**Exercise requirements:**
In the film reviews, what prize did The nothing Factory win in Cannes?

─── Page text

West of the Jordan River by Amos Gitai
West of the Jordan River is a picture diary of the people who live in the land of the Jordan River. Not Israel, not the West Bank, not the Gaza Strip. The movie is really about the views of the people who jointly live in this same territory. This war-torn land has created enemies.
The film is made up on a set of interviews collected from a previous movie of 1994 and a comparison with interviews taken in 2016. The director, an Israeli, presents his critical approach towards Israeli’s political decisions, revealing instead the inconsistency with the people’s will. Other Israelis share this perspective and they even foresee the capitulation of the Israeli dreamt state: in 10 years, the nation could reach a "point of no return" due to the many cruelties committed towards Palestinians. Indeed this colonisation is considered by many as immoral but moreover preoccupant, going against the ideologies and the principles of the Jewish religion.
West of the Jordan River however highlights also how the Israeli-Palestinian conflict unites instead of dividing, creating friends upon supposed enemies. By presenting civil society organizations, and by getting testimonies of civilians, the spectator discovers the immense solidarity and the tremendous brotherhood of the people.
The movie is a fresh way to think about the moral price of the conflict and the willingness of the people to go beyond the differences and try to coexist: a spirit of good will to live around smiles and not around teardrops and losses. Despite this very inspiring bottom-up momentum for peace, the director regularly recalls the emotional and generational scars that the conflict leaves behind.
West of the Jordan River vehicles a message of peace and hope in an impasse of wars and interests by emphasizing on the resemblance of Arab and Jewish people who share a land but maybe even more than that.
Eventually Shalom and Salam are not too different words.
The nothing Factory by Pedro Pinho
The film The nothing Factory (A Fàbrica de nada), which won the International Federation of Film Critics (FIPRESCI) prize in Cannes, is the first fiction film by Portuguese director Pedro Pinho.
Zé, a young man working in a lift factory near Lisbon, and his numerous colleagues are realizing that their factory will be removed. Zé, among several other young men, are offered large compensation sums by HR if they choose to leave the factory. Most of them prefer to stay with their colleagues in order to fight - they decide to go on strike and to occupy the factory. The word about the group of workers denying access to management spreads.
A mysterious white-haired man who introduces himself as a sociologist is, however, granted access. He spends a lot of time with the factory workers who - now that they are on strike - discuss the options available to them. They discover that they could as well be running the factory by themselves. Nonetheless, this solution is far from being easy...
The nothing Factory gives a touch of hope and inspiration that people can take charge of their own working life instead of being pushed around by the hierarchy. However, the film is still realistic since the workers in the factory are arguing back and forth about the best solution to their problem, and not everybody is on the same page. Zé's father, for example, thinks it's best to answer with a rebellion and force. Nonetheless, the sociologist's opinion is to be more patient since factory without a boss takes time to run itself.
More and more cooperatives - for example food cooperatives, where clients work several hours a month in order to buy groceries - are emerging. The nothing Factory is based on a self-sustaining factory called FaSinPat, a worker-controlled ceramic tile factory in Argentina.

──────
─── Available data

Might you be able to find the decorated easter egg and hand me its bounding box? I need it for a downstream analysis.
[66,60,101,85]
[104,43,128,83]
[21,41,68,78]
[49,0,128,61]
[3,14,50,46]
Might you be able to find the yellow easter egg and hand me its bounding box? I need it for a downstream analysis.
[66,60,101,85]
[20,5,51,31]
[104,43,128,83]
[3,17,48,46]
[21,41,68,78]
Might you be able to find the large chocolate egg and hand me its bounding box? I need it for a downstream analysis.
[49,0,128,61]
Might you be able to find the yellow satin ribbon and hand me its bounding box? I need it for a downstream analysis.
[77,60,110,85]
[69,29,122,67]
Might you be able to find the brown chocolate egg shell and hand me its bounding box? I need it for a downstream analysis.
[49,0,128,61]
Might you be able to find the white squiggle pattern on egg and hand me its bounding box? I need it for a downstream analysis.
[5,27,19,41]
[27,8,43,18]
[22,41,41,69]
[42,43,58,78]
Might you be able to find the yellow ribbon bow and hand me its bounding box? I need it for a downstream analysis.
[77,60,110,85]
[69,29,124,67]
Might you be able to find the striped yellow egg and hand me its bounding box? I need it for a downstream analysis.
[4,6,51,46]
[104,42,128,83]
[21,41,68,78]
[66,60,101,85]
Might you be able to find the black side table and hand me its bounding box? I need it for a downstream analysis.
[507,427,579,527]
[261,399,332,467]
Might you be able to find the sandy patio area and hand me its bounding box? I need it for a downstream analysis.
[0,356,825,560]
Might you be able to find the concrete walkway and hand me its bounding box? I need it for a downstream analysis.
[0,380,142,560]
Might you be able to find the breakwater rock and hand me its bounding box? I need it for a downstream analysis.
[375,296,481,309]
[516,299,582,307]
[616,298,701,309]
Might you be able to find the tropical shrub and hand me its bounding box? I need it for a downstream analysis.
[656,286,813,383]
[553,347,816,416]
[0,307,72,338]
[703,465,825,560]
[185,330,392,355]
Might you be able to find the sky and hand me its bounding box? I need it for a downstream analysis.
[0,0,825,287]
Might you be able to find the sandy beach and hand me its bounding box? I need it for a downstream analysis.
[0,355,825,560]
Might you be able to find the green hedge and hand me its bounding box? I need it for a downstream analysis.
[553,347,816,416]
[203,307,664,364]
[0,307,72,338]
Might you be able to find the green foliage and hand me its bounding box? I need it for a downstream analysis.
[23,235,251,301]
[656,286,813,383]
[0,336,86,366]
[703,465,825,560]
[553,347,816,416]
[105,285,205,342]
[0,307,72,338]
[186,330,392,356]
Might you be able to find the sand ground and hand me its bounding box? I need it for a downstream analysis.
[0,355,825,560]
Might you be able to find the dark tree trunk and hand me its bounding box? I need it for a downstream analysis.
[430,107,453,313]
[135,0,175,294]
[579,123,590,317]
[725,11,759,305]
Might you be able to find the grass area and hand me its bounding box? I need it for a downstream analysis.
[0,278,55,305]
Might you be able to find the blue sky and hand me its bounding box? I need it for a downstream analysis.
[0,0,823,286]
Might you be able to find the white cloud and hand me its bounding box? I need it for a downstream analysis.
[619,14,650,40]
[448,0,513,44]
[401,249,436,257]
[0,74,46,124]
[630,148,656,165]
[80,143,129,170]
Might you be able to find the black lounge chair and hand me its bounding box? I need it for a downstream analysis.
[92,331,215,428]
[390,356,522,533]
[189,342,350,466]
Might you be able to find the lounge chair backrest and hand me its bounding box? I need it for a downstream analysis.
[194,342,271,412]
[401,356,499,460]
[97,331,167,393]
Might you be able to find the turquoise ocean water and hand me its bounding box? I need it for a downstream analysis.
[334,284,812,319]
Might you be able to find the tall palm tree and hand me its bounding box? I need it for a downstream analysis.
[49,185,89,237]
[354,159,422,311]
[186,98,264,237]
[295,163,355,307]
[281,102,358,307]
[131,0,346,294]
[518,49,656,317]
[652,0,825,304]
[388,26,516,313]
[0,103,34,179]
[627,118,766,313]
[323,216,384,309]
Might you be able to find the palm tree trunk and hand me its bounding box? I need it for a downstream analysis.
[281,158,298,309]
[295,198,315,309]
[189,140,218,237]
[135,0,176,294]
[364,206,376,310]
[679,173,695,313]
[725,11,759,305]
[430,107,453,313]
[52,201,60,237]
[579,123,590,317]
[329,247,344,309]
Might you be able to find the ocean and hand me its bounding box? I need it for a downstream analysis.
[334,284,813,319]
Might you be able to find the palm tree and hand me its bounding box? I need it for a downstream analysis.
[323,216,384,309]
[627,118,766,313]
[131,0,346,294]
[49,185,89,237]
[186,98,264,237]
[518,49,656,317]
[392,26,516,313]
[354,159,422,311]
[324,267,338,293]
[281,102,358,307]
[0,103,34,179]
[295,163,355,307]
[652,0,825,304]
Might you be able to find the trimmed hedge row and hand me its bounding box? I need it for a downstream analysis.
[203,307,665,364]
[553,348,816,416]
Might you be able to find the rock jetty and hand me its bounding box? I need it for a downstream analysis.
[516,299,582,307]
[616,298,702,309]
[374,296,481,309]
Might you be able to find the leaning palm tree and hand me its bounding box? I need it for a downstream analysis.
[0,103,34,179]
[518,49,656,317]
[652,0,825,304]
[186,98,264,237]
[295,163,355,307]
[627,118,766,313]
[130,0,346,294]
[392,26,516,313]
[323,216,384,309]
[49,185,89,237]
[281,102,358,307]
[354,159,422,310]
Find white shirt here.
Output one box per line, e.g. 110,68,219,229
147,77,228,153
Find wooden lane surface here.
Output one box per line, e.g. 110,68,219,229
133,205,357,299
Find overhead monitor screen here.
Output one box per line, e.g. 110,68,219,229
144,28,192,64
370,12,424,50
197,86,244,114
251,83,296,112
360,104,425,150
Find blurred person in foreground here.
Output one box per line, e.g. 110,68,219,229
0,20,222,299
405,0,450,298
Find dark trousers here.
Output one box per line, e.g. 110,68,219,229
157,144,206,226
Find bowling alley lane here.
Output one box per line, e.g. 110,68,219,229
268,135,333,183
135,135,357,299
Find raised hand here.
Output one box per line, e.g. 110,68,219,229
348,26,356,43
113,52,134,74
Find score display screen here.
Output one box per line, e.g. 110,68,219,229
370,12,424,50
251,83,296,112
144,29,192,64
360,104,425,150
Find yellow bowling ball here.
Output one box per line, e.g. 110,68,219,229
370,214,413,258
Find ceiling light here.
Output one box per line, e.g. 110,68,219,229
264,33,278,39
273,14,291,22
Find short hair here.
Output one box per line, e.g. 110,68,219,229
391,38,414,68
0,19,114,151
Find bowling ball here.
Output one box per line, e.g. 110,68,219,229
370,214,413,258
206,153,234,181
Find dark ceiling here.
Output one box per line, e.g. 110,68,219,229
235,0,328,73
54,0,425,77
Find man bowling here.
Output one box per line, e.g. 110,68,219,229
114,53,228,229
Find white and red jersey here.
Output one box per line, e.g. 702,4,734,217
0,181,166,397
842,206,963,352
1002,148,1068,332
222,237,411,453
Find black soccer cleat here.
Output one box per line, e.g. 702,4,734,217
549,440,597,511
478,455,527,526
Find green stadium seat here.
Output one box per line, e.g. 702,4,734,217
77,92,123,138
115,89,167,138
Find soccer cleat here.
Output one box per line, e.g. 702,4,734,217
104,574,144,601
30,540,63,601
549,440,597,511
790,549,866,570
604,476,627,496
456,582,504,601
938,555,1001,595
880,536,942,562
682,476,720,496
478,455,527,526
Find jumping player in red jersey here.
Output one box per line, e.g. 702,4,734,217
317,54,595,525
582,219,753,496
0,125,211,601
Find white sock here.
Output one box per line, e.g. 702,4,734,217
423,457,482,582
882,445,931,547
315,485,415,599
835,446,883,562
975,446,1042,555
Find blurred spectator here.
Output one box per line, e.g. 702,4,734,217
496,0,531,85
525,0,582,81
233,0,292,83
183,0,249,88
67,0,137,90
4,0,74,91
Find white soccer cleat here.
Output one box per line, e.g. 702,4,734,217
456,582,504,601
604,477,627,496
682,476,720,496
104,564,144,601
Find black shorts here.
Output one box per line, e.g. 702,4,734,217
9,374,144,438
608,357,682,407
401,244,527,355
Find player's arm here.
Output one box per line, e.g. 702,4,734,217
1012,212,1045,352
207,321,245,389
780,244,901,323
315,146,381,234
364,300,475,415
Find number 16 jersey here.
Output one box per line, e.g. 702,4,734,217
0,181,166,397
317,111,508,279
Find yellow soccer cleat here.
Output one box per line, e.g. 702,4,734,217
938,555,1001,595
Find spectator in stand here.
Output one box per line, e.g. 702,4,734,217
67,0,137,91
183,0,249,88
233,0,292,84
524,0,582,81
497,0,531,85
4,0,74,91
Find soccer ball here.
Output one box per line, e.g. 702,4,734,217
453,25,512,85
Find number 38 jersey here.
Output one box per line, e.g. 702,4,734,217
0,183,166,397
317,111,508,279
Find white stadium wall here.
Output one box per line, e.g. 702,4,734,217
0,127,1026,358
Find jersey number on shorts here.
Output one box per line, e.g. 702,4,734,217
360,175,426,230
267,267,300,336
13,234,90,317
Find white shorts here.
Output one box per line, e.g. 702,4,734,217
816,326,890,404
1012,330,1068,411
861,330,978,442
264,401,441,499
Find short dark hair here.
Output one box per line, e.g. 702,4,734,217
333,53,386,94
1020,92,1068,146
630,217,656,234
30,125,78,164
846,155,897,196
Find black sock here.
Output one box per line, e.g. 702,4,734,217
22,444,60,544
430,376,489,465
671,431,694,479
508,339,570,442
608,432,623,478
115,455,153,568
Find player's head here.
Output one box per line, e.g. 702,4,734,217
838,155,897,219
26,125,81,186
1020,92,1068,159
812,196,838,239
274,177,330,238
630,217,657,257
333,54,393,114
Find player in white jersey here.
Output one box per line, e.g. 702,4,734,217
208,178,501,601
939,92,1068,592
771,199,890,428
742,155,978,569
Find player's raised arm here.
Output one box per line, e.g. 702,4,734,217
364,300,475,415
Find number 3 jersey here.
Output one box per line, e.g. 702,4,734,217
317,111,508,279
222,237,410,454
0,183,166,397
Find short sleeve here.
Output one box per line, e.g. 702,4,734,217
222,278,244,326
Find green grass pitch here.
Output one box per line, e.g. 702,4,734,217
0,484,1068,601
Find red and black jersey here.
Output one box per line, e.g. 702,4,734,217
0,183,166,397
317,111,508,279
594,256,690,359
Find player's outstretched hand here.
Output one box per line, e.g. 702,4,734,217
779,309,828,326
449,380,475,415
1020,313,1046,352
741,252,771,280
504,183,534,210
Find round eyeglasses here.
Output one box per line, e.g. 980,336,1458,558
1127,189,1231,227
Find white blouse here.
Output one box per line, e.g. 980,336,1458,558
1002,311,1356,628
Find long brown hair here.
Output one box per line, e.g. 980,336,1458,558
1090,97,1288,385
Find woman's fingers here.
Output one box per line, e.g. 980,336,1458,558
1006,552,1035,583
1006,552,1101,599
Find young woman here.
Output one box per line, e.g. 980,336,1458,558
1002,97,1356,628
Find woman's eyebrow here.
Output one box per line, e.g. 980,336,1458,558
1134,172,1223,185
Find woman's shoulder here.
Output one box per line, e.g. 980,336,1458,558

──────

**Answer to the problem:**
The International Federation of Film Critics (FIPRESCI) prize.